> REQUIRED TASK: Rewrite the entries below with every "Tag" swapped for "Locate" and everything else unchanged. Leave the pictures out of your answer.

> ENTRIES:

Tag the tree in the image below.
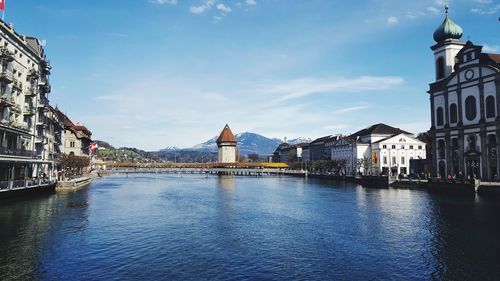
[58,154,90,178]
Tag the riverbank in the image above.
[55,172,99,192]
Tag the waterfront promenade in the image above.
[0,174,500,280]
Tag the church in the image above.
[428,6,500,181]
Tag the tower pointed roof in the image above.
[433,5,464,43]
[217,124,238,144]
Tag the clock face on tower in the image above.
[465,69,474,80]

> TASK RESPONSE:
Locate the tree in the image below.
[58,154,90,178]
Locate the riverbank in the image above.
[55,172,99,192]
Locate the waterfront promenade in the image above.
[0,174,500,280]
Locate the church in the image above.
[428,6,500,181]
Locate the tower pointed roof in the image above.
[433,5,464,43]
[217,124,238,144]
Locate the clock face on tower in the image above.
[465,69,474,80]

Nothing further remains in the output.